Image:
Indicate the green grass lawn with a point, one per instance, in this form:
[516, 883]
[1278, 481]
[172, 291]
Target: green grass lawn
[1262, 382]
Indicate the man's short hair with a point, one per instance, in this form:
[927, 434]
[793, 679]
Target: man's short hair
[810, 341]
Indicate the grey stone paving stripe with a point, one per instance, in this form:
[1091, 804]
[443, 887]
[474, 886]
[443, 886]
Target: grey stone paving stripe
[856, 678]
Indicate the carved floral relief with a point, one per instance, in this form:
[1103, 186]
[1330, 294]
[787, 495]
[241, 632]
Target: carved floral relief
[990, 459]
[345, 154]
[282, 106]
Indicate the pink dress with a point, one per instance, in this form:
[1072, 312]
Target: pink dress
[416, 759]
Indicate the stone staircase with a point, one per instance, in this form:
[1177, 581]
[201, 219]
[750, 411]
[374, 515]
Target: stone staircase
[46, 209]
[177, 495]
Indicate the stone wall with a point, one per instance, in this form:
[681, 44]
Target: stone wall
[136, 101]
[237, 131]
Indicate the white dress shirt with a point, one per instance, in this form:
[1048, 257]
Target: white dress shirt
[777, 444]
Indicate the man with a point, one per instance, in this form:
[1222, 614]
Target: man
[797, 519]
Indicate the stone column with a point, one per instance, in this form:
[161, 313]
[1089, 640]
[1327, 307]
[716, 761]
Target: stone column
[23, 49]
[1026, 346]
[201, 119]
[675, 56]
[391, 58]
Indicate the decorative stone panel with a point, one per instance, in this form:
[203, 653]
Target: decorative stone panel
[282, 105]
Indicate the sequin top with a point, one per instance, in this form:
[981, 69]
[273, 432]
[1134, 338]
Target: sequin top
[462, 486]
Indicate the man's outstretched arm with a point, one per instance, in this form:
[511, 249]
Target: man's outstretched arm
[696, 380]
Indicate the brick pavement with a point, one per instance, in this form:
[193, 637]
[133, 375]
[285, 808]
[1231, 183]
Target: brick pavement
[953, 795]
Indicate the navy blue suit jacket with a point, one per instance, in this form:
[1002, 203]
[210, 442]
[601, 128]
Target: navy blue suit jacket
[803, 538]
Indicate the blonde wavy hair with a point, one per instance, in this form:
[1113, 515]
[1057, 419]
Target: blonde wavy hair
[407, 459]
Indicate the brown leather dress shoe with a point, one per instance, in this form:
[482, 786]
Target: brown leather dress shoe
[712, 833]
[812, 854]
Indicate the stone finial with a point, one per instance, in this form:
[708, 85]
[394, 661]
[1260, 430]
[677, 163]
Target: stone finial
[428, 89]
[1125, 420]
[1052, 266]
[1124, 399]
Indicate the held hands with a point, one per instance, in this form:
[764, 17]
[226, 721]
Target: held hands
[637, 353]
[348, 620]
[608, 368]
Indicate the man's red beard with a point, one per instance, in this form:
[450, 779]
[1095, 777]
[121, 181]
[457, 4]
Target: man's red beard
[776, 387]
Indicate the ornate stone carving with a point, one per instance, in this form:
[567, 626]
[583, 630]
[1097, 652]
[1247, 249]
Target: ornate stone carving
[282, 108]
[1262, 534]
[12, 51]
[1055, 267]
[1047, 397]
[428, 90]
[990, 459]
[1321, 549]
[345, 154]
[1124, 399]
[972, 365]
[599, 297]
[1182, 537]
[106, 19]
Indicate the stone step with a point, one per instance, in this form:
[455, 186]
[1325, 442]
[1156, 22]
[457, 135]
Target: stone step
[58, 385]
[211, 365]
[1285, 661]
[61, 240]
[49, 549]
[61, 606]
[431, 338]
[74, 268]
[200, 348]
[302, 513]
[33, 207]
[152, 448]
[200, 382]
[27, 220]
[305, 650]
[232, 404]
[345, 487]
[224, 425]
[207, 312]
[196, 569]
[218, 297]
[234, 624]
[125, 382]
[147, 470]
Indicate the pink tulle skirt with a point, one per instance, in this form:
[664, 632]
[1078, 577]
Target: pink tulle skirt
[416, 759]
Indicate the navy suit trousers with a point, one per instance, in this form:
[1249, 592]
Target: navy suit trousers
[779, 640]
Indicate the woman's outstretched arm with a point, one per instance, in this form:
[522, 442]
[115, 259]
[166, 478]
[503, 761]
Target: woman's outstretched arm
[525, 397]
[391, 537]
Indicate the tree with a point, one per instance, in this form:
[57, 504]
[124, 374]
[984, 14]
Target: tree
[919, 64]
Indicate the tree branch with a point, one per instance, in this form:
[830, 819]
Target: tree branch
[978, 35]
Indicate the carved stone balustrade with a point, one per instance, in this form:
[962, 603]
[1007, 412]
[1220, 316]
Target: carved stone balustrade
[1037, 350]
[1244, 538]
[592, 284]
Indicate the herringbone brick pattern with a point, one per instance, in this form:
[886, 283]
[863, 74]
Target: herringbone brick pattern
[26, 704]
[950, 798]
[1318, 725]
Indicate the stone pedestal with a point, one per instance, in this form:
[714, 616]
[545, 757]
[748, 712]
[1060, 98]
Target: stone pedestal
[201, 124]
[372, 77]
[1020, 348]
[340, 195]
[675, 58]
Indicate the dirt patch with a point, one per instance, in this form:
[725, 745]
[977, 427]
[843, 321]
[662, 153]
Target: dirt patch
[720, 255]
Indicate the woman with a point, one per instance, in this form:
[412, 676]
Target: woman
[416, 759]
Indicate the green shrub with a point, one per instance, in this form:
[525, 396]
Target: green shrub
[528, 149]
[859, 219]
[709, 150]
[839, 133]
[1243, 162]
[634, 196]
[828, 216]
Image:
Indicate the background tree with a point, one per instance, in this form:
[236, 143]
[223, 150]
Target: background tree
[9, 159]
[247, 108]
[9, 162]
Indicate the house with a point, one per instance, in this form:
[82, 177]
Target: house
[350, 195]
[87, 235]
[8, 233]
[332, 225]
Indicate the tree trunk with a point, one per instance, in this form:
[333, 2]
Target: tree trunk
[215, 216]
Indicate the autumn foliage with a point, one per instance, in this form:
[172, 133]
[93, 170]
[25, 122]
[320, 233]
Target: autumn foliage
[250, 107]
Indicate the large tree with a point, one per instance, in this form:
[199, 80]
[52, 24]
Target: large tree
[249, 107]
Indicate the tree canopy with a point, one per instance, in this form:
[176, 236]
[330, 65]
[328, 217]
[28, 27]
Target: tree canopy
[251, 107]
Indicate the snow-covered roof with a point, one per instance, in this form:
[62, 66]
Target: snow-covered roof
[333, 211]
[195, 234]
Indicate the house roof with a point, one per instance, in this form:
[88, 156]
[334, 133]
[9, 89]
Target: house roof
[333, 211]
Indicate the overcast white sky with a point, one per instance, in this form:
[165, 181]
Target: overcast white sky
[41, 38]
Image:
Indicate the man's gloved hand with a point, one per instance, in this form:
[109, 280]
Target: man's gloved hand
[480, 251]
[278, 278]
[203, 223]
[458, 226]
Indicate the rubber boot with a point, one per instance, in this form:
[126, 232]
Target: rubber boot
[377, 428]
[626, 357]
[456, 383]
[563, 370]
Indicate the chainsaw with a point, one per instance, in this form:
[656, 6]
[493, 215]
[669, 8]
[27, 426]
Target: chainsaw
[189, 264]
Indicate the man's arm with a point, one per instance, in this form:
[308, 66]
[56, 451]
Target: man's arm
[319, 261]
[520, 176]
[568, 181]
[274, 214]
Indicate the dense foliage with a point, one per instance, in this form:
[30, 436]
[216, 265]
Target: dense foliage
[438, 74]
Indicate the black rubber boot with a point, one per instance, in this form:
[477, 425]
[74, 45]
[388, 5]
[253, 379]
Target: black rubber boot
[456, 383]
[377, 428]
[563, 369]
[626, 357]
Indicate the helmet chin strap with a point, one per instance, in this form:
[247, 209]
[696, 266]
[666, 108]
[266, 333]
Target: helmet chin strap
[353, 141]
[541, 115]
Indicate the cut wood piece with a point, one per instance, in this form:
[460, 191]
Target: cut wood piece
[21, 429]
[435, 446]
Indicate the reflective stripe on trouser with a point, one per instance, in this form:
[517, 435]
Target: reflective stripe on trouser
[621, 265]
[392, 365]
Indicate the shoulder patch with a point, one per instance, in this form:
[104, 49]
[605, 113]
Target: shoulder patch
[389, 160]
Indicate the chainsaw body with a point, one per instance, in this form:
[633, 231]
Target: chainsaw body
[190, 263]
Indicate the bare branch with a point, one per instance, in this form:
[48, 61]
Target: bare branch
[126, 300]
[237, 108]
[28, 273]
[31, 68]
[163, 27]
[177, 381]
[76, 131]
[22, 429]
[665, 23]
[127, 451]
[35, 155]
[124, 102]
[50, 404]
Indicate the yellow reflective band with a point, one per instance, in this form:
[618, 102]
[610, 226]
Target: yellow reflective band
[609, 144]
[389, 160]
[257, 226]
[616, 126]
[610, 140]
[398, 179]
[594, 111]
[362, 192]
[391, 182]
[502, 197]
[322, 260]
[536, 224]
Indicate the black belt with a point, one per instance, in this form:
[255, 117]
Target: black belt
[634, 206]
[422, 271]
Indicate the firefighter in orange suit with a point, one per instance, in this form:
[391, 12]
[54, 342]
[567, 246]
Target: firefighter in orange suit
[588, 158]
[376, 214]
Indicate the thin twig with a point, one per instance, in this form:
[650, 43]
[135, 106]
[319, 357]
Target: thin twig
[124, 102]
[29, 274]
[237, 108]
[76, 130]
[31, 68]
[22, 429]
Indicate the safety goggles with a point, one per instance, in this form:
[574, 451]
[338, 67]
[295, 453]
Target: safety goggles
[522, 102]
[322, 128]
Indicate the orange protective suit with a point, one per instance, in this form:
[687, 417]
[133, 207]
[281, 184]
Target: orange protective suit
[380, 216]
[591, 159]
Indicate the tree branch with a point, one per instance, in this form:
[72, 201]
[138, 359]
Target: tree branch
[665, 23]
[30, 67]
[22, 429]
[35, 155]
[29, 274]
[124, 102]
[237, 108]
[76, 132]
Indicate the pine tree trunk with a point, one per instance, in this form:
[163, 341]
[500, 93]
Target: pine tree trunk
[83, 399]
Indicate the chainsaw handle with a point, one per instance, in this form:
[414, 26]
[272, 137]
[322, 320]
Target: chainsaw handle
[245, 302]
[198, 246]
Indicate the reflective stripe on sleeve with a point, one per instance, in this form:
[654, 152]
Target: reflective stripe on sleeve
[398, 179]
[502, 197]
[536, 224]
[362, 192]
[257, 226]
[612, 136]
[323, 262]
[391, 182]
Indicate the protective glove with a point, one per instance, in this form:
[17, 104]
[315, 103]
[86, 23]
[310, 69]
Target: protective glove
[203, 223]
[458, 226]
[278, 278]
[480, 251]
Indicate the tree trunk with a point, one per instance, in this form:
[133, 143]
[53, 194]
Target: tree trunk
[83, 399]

(Task prompt) In the records above, locate the line that contains "Indicate the thin". Repeat it and every line after it, exactly, and nothing else.

(Output for this exercise)
Indicate the thin twig with a point, one per instance, in this form:
[650, 43]
[135, 106]
[319, 357]
Target: thin twig
[124, 102]
[29, 274]
[237, 108]
[76, 130]
[31, 68]
[22, 429]
Indicate the safety goggles with a point, one per instance, in this form:
[574, 451]
[338, 67]
[295, 453]
Target: safety goggles
[522, 102]
[322, 128]
Indicate the orange protective suit with a point, one per instance, in this form:
[687, 417]
[133, 207]
[281, 184]
Target: orange protective suit
[380, 216]
[591, 159]
Indicate the tree branch with a point, one per instance, in this form:
[72, 201]
[138, 359]
Target: tree branch
[665, 23]
[30, 67]
[22, 429]
[35, 155]
[29, 274]
[124, 102]
[237, 108]
[76, 132]
Indicate the pine tree trunk with a point, one per instance, in this form:
[163, 341]
[500, 93]
Target: pine tree trunk
[83, 399]
Indicate the chainsaw handle with a point, one per instance, in this form:
[414, 26]
[272, 137]
[322, 320]
Target: chainsaw handle
[245, 302]
[198, 246]
Indicate the reflective stripe on sleeve with a point, one per instance, in this form:
[654, 152]
Target: reflective stripe on sleeve
[398, 179]
[502, 197]
[536, 224]
[362, 192]
[257, 226]
[612, 136]
[323, 262]
[391, 182]
Indicate the protective glove with a point, one per instance, in this form:
[17, 104]
[315, 103]
[86, 23]
[310, 69]
Target: protective glove
[203, 223]
[458, 226]
[278, 278]
[480, 251]
Indicate the tree trunk with a point, one per instance, in this form:
[133, 143]
[53, 194]
Target: tree trunk
[83, 399]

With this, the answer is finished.